— BEGIN Source excerpt —
Commits · e56108d65f8705170d238858616728359542aebb · nexedi / linux

11 Oct, 2012 28 commits

md/raid5: be careful not to resize_stripes too big. · e56108d6

NeilBrown authored Oct 11, 2012

When a RAID5 is reshaping, conf->raid_disks is increased
before mddev->delta_disks becomes zero.
This can result in check_reshape calling resize_stripes with a
number that is too large.  This particularly happens
when md_check_recovery calls ->check_reshape().

If we use ->previous_raid_disks, we don't risk this.
Signed-off-by: NeilBrown <neilb@suse.de>

e56108d6

md: make sure manual changes to recovery checkpoint are saved. · db07d85e

NeilBrown authored Oct 11, 2012

If you make an array bigger but suppress resync of the new region with
  mdadm --grow /dev/mdX --size=max --assume-clean

then stop the array before anything is written to it, the effect of
the "--assume-clean" is lost and the array will resync the new space
when restarted.
— END Source excerpt —
Exercise set
1. In the md commit log, why does switching to ->previous_raid_disks avoid the problem described in the resize_stripes commit? Answer in one to three sentences.
2. In the md commit log, reproduce the passage starting with "When a RAID5" and going on through "md_check_recovery calls ->check_reshape().", renaming "resize_stripes" to "grow_stripes".
3. Go on with the Linux md commit log from the point where it stops.
— BEGIN Material shown —
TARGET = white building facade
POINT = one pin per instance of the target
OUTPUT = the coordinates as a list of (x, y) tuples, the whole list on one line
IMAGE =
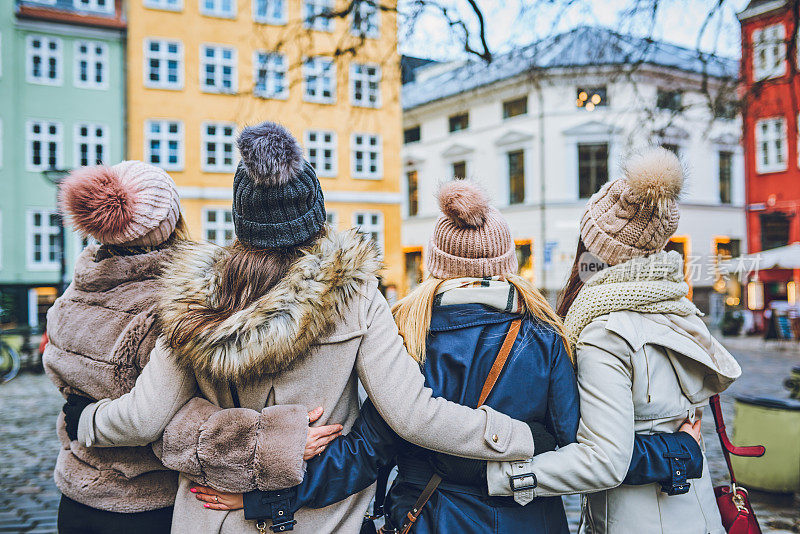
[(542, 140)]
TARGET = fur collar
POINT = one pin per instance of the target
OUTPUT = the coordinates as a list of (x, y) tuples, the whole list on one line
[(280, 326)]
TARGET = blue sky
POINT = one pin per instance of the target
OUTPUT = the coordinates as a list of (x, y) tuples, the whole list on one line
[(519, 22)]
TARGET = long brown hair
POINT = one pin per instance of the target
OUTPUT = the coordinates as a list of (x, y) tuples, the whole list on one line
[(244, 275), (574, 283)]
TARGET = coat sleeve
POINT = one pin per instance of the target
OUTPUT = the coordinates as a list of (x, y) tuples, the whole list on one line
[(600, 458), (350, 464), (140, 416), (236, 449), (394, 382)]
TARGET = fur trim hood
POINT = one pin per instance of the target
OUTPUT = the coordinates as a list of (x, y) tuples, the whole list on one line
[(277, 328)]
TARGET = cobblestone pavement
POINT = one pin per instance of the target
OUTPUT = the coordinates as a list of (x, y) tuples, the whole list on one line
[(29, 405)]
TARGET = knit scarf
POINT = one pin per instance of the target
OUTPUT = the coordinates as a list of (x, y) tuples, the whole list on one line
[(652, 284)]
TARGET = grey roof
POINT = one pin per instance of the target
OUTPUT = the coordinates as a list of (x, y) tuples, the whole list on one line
— END Material shown —
Per-task answers
1. During a RAID5 reshape, conf->raid_disks is increased before mddev->delta_disks becomes zero. Because of this, check_reshape can call resize_stripes with a number that is too large, especially when md_check_recovery calls ->check_reshape(). Using ->previous_raid_disks avoids that risk.

2.
When a RAID5 is reshaping, conf->raid_disks is increased
before mddev->delta_disks becomes zero.
This can result in check_reshape calling grow_stripes with a
number that is too large.  This particularly happens
when md_check_recovery calls ->check_reshape().

3.
So ensure that we update the metadata in the case.
Reported-by: Sebastian Riemer <sebastian.riemer@profitbricks.com>
Signed-off-by: NeilBrown <neilb@suse.de>

db07d85e

md/raid10: use correct limit variable · 91502f09

Dan Carpenter authored Oct 11, 2012

Clang complains that we are assigning a variable to itself.  This should
be using bad_sectors like the similar earlier check does.

Bug has been present since 3.1-rc1.  It is minor but could
conceivably cause corruption or other bad behaviour.

Cc: stable@vger.kernel.org
Signed-off-by: Dan Carpenter <dan.carpenter@oracle.com>
Signed-off-by: NeilBrown <neilb@suse.de>

91502f09

md: writing to sync_action should clear the read-auto state. · 48c26ddc

NeilBrown authored Oct 11, 2012

In some cases array are started in 'read-auto' state where in
nothing gets written to any device until the array is written
to.  The purpose of this is to make accidental auto-assembly
of the wrong arrays less of a risk, and to allow arrays to be
started to read suspend-to-disk images without actually changing
anything (as might happen if the array were dirty and a
resync seemed necessary).

Explicitly writing the 'sync_action' for a read-auto array currently
doesn't clear the read-auto state, so the sync action doesn't
happen, which can be confusing.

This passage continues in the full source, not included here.